_TASK BRIEF:_ Will you quote precisely the lines that run from the top of the material below to the line containing "of the metal", both ends included?
Top of TASK MATERIAL
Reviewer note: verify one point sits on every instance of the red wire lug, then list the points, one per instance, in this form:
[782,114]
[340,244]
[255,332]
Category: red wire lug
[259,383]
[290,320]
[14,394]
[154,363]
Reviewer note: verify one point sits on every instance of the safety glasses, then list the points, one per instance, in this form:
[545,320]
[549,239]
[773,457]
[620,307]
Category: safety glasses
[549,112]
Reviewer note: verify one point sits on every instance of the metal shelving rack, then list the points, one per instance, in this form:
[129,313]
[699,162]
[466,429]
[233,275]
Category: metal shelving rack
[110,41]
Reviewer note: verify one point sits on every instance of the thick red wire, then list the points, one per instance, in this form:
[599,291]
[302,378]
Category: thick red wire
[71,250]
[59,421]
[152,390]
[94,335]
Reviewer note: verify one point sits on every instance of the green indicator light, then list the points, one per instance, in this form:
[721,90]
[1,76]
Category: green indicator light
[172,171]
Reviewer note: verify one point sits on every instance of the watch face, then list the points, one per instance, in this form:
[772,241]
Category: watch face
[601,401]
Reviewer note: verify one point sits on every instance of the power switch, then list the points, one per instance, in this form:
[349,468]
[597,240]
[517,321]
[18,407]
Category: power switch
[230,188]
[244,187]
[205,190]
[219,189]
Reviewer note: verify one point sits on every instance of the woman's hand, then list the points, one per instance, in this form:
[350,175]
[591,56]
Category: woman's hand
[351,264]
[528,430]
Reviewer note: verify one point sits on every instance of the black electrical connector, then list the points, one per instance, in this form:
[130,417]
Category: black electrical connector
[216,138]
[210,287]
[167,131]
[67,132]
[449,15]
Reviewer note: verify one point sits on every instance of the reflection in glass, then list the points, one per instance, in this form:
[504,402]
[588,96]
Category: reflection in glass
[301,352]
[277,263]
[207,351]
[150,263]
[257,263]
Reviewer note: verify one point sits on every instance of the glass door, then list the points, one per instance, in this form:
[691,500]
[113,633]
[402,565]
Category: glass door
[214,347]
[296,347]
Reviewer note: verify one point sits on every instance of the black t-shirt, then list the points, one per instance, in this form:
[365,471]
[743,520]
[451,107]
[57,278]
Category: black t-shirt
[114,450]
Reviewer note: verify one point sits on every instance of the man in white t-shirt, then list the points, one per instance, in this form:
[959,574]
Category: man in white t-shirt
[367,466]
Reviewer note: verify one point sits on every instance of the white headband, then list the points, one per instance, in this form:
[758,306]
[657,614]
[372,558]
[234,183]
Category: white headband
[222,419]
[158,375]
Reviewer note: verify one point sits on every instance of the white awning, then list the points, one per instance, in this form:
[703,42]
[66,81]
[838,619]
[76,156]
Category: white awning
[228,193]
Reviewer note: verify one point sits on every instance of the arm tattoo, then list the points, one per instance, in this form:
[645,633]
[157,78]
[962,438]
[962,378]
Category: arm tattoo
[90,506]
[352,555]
Bottom of TASK MATERIAL
_ANSWER SECTION:_
Reviewer note: verify one point sits on every instance of the red wire lug, then list the points, one per instance, in this form:
[782,114]
[340,244]
[255,332]
Category: red wire lug
[259,383]
[290,320]
[14,394]
[154,363]
Reviewer note: verify one point sits on every instance of the safety glasses, then list the points, one per instance, in this form:
[545,320]
[549,239]
[773,457]
[620,307]
Category: safety glasses
[549,112]
Reviewer note: verify one point sits on every instance of the metal shelving rack, then list the points, one per instance, in this form:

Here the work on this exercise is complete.